- **Listed records**
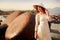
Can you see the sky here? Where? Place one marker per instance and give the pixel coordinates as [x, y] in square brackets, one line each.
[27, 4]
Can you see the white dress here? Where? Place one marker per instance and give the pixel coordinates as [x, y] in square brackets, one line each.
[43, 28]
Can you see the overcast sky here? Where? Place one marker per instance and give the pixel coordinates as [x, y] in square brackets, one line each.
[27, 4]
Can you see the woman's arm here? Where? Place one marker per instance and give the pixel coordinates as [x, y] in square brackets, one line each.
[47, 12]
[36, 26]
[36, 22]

==

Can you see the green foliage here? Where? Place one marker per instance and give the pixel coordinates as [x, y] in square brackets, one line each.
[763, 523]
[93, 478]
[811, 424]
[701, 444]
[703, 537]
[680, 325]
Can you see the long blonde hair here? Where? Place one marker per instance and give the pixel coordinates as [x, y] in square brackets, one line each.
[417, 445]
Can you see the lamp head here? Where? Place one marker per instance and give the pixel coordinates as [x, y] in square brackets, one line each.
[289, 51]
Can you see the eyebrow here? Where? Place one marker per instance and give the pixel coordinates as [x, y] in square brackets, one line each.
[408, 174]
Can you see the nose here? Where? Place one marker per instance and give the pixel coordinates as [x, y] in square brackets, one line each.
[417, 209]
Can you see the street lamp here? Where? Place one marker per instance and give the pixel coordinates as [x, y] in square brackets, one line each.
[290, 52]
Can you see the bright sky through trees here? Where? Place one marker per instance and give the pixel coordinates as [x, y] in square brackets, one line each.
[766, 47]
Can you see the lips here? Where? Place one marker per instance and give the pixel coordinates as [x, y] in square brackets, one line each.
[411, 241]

...

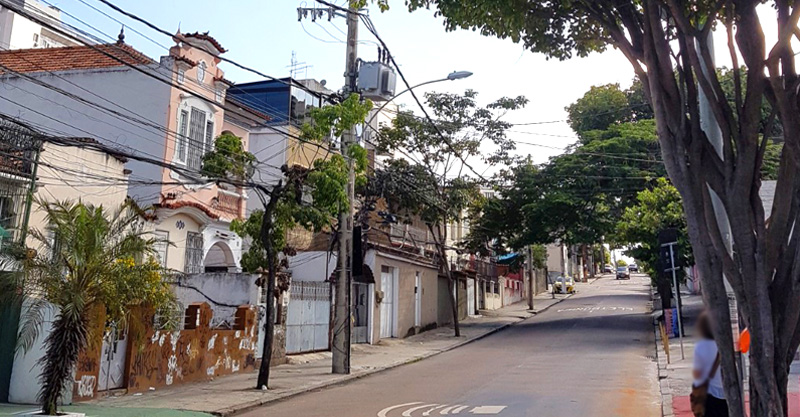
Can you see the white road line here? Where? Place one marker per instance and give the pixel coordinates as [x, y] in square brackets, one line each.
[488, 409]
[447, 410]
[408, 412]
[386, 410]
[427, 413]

- **Stated goal**
Extract each line of the records above that contains the string "lamp", and reproduce every such line in full.

- **Expected answer**
Can you see the lamp head here? Where? Place one marker per instance and give the pixel coordinates as [x, y] in square brackets, one line each.
Can you see the street lamp here? Where? Place one marker per instance and give the pixel coordinates as [x, y] in square brackets, one line each.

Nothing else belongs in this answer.